◆ **What is expected**: Please count how many of the lines below contain the word "wide" and give only that number.

◆ **Material to process**:

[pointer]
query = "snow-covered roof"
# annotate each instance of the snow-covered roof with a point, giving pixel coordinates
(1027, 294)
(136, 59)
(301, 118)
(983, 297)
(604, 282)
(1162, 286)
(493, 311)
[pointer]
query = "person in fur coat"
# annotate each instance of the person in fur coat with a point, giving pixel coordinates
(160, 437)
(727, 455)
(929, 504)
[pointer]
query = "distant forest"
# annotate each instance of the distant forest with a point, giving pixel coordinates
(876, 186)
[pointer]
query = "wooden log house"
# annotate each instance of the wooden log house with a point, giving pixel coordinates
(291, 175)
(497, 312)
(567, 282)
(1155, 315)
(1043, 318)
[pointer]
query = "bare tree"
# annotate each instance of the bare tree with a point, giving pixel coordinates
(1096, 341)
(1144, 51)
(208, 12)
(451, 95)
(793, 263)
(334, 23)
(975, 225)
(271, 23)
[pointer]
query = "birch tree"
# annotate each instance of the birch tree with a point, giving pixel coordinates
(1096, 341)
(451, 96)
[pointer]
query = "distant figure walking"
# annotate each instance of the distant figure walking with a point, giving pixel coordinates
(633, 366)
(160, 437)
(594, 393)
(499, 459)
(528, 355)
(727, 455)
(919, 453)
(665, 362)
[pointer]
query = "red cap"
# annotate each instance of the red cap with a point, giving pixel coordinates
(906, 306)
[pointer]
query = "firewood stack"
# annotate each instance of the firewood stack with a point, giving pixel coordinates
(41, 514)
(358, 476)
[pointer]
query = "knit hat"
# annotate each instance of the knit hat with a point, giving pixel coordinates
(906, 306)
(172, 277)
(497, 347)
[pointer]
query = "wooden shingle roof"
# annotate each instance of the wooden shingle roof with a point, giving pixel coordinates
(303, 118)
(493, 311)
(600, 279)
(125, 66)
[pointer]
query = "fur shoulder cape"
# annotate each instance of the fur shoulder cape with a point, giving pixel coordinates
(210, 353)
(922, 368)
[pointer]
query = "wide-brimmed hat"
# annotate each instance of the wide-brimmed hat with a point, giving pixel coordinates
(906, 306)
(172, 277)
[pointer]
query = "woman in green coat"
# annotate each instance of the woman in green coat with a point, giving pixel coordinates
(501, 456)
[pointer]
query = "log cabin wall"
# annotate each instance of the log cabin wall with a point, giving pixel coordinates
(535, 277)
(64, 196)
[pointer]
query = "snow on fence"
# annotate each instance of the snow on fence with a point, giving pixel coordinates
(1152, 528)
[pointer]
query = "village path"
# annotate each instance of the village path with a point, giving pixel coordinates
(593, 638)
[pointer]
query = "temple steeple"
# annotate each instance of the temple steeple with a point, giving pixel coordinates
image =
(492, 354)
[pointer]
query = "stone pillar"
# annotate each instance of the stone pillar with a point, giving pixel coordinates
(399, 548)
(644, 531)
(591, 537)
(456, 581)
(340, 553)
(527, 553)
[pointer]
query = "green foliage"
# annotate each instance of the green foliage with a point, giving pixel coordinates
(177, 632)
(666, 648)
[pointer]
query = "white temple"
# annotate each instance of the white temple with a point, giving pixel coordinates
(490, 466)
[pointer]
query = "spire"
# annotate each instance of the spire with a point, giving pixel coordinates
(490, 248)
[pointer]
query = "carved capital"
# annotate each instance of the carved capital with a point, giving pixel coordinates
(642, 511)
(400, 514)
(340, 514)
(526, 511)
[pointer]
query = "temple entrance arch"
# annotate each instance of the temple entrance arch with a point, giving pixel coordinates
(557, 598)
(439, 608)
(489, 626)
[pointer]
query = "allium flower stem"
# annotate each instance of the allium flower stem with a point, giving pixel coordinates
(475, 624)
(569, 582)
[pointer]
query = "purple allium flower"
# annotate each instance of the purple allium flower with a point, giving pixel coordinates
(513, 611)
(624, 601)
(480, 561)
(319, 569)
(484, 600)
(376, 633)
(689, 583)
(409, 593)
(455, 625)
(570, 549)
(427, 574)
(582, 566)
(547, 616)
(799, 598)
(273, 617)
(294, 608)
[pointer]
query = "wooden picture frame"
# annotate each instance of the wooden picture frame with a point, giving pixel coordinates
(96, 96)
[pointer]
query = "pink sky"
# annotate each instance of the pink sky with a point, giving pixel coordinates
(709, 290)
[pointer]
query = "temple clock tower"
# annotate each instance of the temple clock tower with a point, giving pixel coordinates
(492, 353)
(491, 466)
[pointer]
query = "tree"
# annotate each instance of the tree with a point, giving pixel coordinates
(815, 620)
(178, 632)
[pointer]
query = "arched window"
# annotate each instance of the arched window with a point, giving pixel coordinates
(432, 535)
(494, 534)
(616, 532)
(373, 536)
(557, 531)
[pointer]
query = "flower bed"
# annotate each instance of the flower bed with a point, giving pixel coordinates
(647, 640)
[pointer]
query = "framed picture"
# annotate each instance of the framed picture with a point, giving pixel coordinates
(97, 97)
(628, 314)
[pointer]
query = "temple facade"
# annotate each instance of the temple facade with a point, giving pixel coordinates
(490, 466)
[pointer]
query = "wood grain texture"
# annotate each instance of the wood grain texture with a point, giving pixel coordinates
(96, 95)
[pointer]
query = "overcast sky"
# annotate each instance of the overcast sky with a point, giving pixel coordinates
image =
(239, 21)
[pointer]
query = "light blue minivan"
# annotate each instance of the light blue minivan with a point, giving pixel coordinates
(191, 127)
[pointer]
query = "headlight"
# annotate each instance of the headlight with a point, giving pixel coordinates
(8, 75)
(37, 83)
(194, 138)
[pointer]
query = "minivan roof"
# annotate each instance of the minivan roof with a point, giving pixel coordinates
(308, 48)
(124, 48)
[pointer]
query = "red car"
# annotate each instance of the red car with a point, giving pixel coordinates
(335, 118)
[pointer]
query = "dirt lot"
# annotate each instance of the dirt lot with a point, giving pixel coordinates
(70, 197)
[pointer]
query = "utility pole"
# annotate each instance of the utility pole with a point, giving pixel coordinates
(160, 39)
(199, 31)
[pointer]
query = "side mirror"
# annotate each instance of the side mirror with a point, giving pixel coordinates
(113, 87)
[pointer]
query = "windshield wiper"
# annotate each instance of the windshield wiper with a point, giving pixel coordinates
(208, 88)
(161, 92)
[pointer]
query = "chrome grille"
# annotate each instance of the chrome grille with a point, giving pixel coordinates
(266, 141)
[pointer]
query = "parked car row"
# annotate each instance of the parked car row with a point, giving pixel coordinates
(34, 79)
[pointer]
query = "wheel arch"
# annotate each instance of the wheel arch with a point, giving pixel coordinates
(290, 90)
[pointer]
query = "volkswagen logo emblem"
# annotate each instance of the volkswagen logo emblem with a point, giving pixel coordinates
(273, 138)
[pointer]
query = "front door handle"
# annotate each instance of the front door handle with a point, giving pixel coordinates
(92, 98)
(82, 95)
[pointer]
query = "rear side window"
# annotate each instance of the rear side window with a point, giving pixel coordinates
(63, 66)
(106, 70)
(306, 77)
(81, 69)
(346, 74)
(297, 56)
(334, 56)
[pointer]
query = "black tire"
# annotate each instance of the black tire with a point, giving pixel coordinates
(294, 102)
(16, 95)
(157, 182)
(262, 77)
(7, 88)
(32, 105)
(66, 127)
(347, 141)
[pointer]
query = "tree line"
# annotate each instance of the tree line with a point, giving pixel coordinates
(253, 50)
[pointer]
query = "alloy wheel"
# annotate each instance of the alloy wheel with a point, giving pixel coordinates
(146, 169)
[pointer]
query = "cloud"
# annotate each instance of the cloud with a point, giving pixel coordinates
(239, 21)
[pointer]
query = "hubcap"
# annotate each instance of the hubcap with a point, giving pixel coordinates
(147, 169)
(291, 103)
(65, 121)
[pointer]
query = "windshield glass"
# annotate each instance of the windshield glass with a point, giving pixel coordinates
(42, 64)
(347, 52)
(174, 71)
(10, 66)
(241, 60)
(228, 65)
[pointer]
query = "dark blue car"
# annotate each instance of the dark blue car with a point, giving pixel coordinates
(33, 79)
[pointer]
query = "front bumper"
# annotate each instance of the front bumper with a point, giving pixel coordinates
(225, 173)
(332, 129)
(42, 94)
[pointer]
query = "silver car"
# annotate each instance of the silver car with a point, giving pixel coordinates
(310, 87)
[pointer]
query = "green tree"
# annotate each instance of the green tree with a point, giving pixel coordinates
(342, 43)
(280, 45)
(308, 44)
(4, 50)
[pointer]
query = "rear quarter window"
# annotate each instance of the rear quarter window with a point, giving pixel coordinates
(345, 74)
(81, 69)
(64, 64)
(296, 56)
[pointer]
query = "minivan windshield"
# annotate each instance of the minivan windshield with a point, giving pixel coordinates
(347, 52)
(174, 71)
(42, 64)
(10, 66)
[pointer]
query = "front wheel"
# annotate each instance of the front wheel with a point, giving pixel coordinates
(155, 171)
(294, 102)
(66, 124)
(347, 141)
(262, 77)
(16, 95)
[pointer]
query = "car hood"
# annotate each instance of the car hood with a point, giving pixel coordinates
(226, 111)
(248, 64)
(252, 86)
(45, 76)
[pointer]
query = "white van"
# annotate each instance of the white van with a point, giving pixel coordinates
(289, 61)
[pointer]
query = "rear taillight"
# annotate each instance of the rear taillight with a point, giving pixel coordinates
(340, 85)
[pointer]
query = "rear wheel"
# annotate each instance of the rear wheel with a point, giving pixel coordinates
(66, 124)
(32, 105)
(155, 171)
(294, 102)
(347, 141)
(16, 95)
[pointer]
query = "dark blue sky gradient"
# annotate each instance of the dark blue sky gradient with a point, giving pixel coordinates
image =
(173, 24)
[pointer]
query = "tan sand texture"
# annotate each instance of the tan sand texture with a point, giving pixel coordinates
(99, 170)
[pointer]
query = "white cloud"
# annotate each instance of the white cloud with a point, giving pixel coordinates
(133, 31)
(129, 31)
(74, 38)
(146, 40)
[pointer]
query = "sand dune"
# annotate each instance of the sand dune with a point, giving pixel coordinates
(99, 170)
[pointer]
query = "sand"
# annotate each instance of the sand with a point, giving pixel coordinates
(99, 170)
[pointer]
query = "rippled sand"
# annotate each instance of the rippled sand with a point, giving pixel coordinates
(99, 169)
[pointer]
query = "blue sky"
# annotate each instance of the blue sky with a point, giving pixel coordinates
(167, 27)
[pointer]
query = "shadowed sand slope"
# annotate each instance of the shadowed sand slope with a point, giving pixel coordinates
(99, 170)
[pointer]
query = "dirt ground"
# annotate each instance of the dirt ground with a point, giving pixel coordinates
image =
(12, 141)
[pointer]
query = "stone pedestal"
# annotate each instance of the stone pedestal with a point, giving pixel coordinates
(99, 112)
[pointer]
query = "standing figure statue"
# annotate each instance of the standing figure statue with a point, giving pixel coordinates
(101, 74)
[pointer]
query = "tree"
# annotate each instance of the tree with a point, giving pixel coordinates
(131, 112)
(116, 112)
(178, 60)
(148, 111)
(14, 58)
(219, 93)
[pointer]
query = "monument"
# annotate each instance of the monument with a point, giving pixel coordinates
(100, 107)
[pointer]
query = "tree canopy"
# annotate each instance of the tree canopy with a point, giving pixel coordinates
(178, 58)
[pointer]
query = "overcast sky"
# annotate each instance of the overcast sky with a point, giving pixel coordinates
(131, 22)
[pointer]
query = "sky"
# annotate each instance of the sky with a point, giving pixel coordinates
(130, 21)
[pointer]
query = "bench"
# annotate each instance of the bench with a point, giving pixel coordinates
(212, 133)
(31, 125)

◆ **Written answer**: 2